» THE PROBLEM:
Only lines holding the word "roof" are needed; copy each of them from the material.

» RECORDS PROVIDED:
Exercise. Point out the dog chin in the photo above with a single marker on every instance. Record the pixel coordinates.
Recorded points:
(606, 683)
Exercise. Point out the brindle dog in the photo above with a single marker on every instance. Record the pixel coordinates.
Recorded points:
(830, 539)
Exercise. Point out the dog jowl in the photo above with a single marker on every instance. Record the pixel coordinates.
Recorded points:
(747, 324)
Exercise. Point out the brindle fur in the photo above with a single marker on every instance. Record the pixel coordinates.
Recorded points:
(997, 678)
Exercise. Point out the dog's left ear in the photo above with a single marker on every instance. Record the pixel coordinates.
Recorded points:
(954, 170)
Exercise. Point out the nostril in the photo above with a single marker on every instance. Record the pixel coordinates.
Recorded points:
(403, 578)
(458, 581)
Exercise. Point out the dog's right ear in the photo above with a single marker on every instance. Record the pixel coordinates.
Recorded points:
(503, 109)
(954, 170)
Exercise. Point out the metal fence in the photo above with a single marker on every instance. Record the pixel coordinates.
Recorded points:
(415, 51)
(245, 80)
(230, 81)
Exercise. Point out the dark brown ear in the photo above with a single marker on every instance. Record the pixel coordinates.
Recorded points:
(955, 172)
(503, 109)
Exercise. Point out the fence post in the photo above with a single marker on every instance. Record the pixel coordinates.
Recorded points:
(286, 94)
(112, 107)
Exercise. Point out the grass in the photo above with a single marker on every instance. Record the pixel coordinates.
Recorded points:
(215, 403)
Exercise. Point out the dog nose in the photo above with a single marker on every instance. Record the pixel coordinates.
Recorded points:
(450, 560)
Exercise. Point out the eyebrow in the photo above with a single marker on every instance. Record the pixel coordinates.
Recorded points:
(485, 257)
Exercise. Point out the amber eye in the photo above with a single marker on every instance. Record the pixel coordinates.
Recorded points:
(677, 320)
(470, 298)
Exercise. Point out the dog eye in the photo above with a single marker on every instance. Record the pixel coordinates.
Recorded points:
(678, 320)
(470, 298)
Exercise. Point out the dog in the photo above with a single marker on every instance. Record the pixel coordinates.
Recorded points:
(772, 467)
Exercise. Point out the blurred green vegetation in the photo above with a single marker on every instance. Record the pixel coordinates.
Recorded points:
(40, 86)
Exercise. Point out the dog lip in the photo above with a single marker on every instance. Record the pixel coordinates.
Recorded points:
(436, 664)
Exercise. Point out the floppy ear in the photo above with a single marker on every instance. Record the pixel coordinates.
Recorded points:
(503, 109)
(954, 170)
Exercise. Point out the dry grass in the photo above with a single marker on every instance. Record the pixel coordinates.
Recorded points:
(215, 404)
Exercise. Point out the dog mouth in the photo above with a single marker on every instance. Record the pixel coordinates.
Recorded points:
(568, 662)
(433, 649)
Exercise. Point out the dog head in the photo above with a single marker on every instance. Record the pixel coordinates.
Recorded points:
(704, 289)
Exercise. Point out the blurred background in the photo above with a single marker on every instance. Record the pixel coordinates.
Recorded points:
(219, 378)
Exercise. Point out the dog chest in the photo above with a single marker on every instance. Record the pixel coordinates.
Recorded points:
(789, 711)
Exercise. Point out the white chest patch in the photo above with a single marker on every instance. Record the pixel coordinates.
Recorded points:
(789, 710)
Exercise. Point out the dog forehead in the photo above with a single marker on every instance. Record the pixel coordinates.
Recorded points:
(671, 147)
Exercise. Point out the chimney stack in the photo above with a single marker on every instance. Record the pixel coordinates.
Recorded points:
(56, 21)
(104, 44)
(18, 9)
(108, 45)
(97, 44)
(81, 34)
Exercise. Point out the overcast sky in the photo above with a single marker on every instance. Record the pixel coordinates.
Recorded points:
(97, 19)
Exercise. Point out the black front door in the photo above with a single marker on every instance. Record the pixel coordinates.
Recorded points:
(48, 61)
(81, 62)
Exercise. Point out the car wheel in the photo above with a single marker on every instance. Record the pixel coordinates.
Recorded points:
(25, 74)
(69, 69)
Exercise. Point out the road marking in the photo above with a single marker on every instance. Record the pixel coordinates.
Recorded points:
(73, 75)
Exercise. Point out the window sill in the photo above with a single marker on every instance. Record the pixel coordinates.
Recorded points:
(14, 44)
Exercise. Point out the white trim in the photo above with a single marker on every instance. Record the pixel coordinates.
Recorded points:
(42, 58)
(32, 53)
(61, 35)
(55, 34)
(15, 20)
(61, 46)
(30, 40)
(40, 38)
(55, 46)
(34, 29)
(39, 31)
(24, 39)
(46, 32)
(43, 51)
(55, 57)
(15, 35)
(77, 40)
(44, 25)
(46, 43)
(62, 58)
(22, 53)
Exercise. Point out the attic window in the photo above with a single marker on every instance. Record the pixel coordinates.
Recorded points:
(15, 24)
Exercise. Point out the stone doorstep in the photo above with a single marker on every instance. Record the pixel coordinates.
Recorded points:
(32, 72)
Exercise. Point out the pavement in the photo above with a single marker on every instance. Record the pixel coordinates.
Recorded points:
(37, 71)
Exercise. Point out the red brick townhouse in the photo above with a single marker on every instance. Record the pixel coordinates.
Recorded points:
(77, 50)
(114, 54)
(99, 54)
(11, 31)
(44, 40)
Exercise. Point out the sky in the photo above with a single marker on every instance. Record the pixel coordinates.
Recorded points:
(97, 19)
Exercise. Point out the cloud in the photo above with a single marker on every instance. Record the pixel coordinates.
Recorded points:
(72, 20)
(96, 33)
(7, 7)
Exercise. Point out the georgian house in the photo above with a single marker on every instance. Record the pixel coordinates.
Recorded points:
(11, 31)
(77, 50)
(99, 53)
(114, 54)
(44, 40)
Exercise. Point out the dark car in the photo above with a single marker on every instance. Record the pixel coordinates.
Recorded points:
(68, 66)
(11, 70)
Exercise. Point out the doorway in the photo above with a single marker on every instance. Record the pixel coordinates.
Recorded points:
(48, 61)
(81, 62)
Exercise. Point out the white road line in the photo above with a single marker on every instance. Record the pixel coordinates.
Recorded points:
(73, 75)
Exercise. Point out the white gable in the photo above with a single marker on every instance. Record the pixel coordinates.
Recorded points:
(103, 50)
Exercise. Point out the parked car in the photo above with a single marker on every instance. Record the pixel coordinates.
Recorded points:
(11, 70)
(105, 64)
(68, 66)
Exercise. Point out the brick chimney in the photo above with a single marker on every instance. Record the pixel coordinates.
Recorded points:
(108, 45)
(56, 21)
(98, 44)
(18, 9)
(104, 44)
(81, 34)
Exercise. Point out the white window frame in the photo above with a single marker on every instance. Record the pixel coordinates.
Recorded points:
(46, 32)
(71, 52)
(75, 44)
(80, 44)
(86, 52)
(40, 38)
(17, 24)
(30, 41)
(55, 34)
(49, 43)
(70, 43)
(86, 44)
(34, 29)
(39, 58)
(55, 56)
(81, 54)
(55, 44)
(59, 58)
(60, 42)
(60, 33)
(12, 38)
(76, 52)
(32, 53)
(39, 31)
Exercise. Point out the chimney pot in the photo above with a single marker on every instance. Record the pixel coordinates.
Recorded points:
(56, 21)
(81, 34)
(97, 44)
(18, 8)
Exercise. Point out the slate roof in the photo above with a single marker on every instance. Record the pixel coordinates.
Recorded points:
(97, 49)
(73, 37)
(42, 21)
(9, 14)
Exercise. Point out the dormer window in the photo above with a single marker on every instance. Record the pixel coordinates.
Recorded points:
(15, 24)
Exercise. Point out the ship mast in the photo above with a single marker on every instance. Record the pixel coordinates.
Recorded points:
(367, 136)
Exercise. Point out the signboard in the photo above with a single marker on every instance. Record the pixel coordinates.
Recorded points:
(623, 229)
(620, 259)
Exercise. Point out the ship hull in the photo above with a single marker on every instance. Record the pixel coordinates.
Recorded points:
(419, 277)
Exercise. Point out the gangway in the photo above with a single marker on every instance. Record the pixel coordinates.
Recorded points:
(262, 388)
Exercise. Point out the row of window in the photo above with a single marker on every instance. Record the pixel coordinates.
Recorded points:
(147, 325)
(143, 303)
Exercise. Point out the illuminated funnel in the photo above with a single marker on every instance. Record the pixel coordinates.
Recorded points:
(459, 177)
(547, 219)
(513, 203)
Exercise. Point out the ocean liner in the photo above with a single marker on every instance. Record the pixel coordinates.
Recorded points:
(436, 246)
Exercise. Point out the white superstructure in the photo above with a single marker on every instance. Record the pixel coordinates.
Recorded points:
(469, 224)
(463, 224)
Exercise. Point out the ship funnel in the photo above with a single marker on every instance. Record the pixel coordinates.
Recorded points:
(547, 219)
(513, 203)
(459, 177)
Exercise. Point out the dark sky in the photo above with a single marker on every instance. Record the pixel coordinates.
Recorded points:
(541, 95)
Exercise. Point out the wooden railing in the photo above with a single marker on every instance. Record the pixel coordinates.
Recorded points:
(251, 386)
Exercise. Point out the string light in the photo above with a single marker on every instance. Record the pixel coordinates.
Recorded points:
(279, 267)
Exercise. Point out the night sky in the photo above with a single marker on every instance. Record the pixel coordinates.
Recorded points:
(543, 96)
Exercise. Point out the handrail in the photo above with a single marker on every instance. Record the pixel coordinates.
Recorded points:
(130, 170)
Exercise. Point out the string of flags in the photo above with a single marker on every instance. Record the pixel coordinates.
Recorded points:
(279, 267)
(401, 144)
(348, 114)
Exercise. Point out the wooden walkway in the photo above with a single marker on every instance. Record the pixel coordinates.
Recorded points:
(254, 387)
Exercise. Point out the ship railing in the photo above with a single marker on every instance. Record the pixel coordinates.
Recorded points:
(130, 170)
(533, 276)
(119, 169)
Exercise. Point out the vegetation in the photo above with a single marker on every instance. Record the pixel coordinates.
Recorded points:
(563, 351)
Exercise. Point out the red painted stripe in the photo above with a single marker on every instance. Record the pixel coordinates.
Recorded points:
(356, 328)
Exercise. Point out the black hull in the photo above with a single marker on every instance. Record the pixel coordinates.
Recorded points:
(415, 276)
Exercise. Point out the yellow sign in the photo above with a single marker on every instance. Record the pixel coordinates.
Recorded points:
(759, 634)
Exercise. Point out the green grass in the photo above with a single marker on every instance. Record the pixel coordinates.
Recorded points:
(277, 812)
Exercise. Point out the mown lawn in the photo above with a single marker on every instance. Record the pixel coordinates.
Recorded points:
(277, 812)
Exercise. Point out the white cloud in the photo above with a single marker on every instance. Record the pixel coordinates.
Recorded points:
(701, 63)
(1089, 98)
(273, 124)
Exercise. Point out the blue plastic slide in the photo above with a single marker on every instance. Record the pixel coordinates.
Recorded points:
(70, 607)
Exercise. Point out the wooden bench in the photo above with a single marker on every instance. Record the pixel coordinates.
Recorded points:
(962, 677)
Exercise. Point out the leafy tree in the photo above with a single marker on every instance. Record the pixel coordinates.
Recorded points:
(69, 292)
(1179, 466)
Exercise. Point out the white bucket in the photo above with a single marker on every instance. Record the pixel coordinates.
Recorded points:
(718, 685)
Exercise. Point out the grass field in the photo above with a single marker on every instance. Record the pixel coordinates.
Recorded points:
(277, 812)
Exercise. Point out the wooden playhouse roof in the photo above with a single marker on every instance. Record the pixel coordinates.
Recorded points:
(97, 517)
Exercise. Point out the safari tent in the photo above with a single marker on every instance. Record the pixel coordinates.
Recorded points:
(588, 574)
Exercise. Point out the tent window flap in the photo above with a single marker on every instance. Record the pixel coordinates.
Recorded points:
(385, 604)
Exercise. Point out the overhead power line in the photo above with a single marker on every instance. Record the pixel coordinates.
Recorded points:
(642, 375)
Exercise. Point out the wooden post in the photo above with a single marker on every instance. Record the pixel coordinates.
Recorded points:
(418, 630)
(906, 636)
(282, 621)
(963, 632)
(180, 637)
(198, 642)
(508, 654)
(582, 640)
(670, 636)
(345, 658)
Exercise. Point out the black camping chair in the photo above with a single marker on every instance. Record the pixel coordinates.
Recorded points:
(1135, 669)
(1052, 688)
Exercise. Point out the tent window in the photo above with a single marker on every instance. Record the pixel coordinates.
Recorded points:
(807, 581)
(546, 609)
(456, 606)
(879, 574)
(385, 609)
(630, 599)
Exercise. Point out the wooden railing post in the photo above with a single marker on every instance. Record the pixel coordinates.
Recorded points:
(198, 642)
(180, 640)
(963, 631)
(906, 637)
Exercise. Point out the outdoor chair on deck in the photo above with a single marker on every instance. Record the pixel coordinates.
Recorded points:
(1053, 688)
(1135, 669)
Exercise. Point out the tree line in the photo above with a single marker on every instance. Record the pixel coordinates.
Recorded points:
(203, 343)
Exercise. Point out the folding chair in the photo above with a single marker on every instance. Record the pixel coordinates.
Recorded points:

» EXPECTED OUTPUT:
Exercise. Point out the slate roof in the photo above with a single marker on every instance. Record the pixel coordinates.
Exercise. Point out the wooden playhouse roof in the photo above with a single marker on every instance. Record the pixel coordinates.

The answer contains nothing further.